Texto apresentado -
━━━━━━━━━━━━━━━━

3. A fim de neutralizar esta manobra do inimigo, S. Ex.ª o ministro da Defesa Nacional, por despacho de 28 de junho de 1967, determinou que passassem apenas a ser usadas as designações que se seguem quer para elementos terroristas, quer para militares nacionais:

a. Terroristas caídos em poder das nossas tropas:

1) Ação - captura
2) Situação - sob prisão
3) Designação - preso

b. Militares portugueses em poder de elementos terroristas:

1) Ação - retenção
2) Situação - situação de retido
3) Designação individual - «retido pelo inimigo».

Assinava o general Sá Viana Rebelo, vice-chefe do Estado-Maior do Exército.  Curiosamente, esta circular era complementada com normas relativas ao «Procedimento a tomar no caso de ser retido», onde se afirmava no ponto d):  «Quando interrogado, o militar português apenas deve fornecer os dados a que é obrigado pela Convenção de Genebra: nome completo, posto, número e data do nascimento».
Capa da revista do Expresso, 29/11/1997

E acrescenta o  portal Guerra Colonial (1961-1974):

 (...) Embora seja pouco conhecido o número de militares portugueses prisioneiros, é possível adiantar os seguintes números e locais de prisão:

Na Guiné-Conacri, até 1970:  oficiais 1 (alferes); sargentos 2 (um sargento-piloto da Força Aérea e um furriel miliciano do Exército) ; cabos 4; soldados 15. Total 22.

Estes militares estiveram presos nos quartéis de Alfa Yaya e de Kindia, devendo-se-Ihes acrescentar um outro que foi colocado em Argel. Um soldado prisioneiro morreu em Conacri, tendo a sua morte sido comunicada diretamente à família por Carlos Correia, membro do Bureau Político do PAIGC, juntamente com uma fotografia do funeral. Ao todo, entre os que as Forças Armadas Portuguesas consideraram desertores e retidos, foram capturados e estiveram presos na Guiné cerca de 45 militares portugueses, dos quais três eram oficiais. (...)




Pormenor de um documento redigido pelo punho do próprio Amílcar Cabral, com a lista dos prisioneiros (sic) que se encontravam, nos últimos meses de 1971 na prisão do PAIGC em Conacri, conhecida por "Montanha". Na altura eram seis , dos quais dois pportugueses, ambos "prisioneiros de guerra" (sic): o António Teixeira (entrado em 21/1/71) e o Duarte Dias Fortunato (24/2/71)... O Fortunato (capturado em Piche, em 22/2/1971) tem a palavra "desertor" riscada; o Amílcar Cabral escreveu por cima "prisioneiro" (a azul) e acrescentou (a lapiseira preta) "de guerra"... O mesmo se passa com o Teixeira: primeiro era simples "prisioneiro" e depois passou a ser "prisioneiro de guerra"... O Amílcar Cabral utilizava habilmente uns e outros, os prisioneiros de guerra e os desertores, para fins de propaganda diferentes e interlocutores diferentes: Igreja Católia / Vaticano, Cruz Vermelha Internacional, "países amigos", etc...

━━━━━━━━━━━━━━━━

Registos fornecidos -

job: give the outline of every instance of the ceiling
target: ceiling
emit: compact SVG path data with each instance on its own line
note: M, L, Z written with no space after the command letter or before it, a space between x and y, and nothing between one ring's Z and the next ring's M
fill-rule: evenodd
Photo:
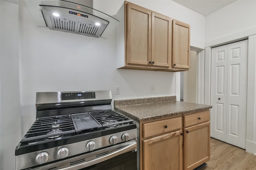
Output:
M204 16L206 16L236 0L173 0Z

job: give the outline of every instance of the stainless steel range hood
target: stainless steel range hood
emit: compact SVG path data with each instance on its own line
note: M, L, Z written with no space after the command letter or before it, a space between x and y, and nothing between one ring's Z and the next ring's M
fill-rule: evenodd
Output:
M39 27L107 38L119 23L111 16L94 9L93 0L24 1Z

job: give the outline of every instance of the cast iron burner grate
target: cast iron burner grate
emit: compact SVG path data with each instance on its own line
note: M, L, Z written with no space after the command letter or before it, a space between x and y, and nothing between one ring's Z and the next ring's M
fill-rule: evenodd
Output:
M112 110L92 111L90 114L106 128L129 125L133 122L133 120Z
M54 139L54 137L75 132L70 115L40 117L36 120L21 142L45 138Z

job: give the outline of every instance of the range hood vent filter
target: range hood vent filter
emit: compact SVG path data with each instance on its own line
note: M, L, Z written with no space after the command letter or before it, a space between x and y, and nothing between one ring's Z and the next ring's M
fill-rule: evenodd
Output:
M77 32L86 35L95 36L98 34L98 31L100 30L100 28L99 27L80 22L78 23Z
M68 32L76 31L77 28L77 24L74 21L70 21L63 18L53 17L50 16L52 28L54 29L60 31L66 30Z

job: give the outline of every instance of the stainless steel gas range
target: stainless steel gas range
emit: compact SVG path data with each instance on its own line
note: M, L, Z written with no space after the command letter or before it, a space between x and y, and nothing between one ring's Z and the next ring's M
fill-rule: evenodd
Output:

━━━━━━━━━━━━━━━━

Tarefa A - Copie do texto sobre os militares portugueses prisioneiros o trecho que vai de "Na Guiné-Conacri, até" até "soldados 15. Total 22.".
Tarefa B - Por favor, prossiga o texto sobre os militares portugueses prisioneiros a partir do ponto em que termina.
Os registos não têm qualquer relação com o texto.

Resposta A -
Na Guiné-Conacri, até 1970:  oficiais 1 (alferes); sargentos 2 (um sargento-piloto da Força Aérea e um furriel miliciano do Exército) ; cabos 4; soldados 15. Total 22.

Resposta B -
Fonte: Cortesia da Casa Comum / Arquivo Amílcar Cabral


III. O nosso amigo e grã-tabanqueiro Luís Vaz Gonçalves acompanhou o seu falecido pai, coronel do CEM Henrique Gonçalves Vaz na sua última comissão em África, no TO da Guiné, onde foi o último Chefe do Estado-Maior do CTIG (do QG),  sobre o Comando do General Bettencourt Rodrigues.  Já aqui nos descreveu como, quando e onde foi feita a troca dos últimos  'prisioneiros', antes da transferência da soberania (**):

(...) Depois do 25 de Abril, sobre o comando do então brigadeiro Fabião, e em articulação com outros oficiais do Estado –Maior, implementaram os dispositivos de retração para acantonarem e retirarem deste Teatro de Operações os milhares de militares portugueses presentes nesta Província, tendo só abandonado a Guiné, no último voo com tropas Portuguesas, no dia 14 de outubro de 1974 na companhia do brigadeiro Fabião. Como tal, e ao realizar a biografia do meu falecido pai, coronel de cavalaria e do Estado/Maior, li muitos documentos classificados, do seu arquivo pessoal, e poderei acrescentar algumas informações sobre a troca dos últimos prisioneiros de guerra, com o PAIGC.

Mantivemos 35 prisioneiros (guerrilheiros do PAIGC) na ilha das Galinhas até à véspera do reconhecimento da Independência da República da Guiné-Bissau por parte do Governo Português. Pelo lado do PAIGC, mantinham 7 prisioneiros (4 soldados e 3 primeiros cabos, do nosso Exército), um dos quais era o soldado António Baptista, que tinha sido dado como morto em 17 de Abril de 1972, numa emboscada em Madina-Buco, onde as nossas tropas sofreram 1 desaparecido e 10 mortos, 6 dos quais queimados na explosão da viatura em que seguiam.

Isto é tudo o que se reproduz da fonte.